Einem Produkt aus Langenfeld begegnen die meisten Menschen in den ersten Minuten ihres Lebens. Wieso? Die wenigen Tropfen Blut aus der Ferse der Neugeborenen, die zum klassischen Screening in Kreißsälen und Kinderkliniken ausreichen, werden mit Hilfe einer von Kreienbaum vertriebenen Inzisionshilfe auf Knopfdruck entnommen. Die 1997 gegründete Firma produziert die Tests nicht selbst, sie lässt produzieren und vertreibt die Produkte in Deutschland, Österreich und der Schweiz. Ursprünglich waren Laborsysteme für Biotechnologie und Medizin das Kerngeschäft, seit 2004 ist Neonatologie als Teil der Kinderheilkunde der Schwerpunkt.
Dienstagabend nutzten rund 80 Mitglieder des Industrievereins in den Gebäuden auf dem knapp 5.000 qm großen Grundstück im Gewerbegebiet Reusrath die Gelegenheit, sich über die Geschichte des mittelständischen Familienunternehmens, die Geschäftsidee und die Produkte des Marktführers zu informieren. Frank-Eugen Kreienbaum begrüßte und nannte eindrucksvolle Zahlen: über 10 Millionen Euro Umsatz und 20.000 Aufträge jährlich, 1.500 qm Büro- und 1.900 qm Lagerflächen die teilweise vermietet sind, 35 Mitarbeiter, davon 15 im Vertrieb, 1300 verschiede Produkte. Kreienbaum verwies auf die Firmenphilosophie „Weil wir alle Recht auf eine lebenswerte Zukunft haben“.
In einem sehr eindrucksvollen Film-Vortrag ermöglichte Dr. Ioana Bialas von der Uniklinik Essen einen Einblick in die Neonatologische Intensivstation im Umfeld der Geburtshilfe. Es ging um die Versorgung der Babys unmittelbar nach der Geburt, auch Sondersituationen wie Kaiserschnitte oder die Bemühungen um das Bonding, die prägende Phase für die emotionale Beziehung zwischen Kind und Eltern. Jedes zehnte Kind kommt zwischen der 32. und 37. Schwangerschaftswoche zur Welt, gilt damit als Frühgeburt. Auch in diesem hochsensiblen Bereich helfen Kreienbaum-Produkte, von der passenden Positionierung im Inkubator, Thermofolien, Fixierungshilfen, Hör- oder Nasenschutz oder besonderen EKG-Elektroden.

> Vorliegende Einträge

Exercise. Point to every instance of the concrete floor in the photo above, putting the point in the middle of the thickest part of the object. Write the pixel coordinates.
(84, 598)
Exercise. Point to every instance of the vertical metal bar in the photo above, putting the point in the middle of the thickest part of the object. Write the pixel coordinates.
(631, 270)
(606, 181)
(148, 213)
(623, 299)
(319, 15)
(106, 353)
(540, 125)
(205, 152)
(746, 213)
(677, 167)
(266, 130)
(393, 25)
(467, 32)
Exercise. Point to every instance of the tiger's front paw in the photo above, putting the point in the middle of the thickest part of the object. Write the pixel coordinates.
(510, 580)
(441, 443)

> Was gefragt ist
Geben Sie aus dem Bericht über den Firmenbesuch bei Kreienbaum den Abschnitt zwischen „In einem sehr“ und „oder besonderen EKG-Elektroden.“ einschließlich dieser beiden Stellen wörtlich wieder. Die Einträge sind eigenständiges Material und vom Bericht getrennt.

> Schriftliche Antwort
In einem sehr eindrucksvollen Film-Vortrag ermöglichte Dr. Ioana Bialas von der Uniklinik Essen einen Einblick in die Neonatologische Intensivstation im Umfeld der Geburtshilfe. Es ging um die Versorgung der Babys unmittelbar nach der Geburt, auch Sondersituationen wie Kaiserschnitte oder die Bemühungen um das Bonding, die prägende Phase für die emotionale Beziehung zwischen Kind und Eltern. Jedes zehnte Kind kommt zwischen der 32. und 37. Schwangerschaftswoche zur Welt, gilt damit als Frühgeburt. Auch in diesem hochsensiblen Bereich helfen Kreienbaum-Produkte, von der passenden Positionierung im Inkubator, Thermofolien, Fixierungshilfen, Hör- oder Nasenschutz oder besonderen EKG-Elektroden.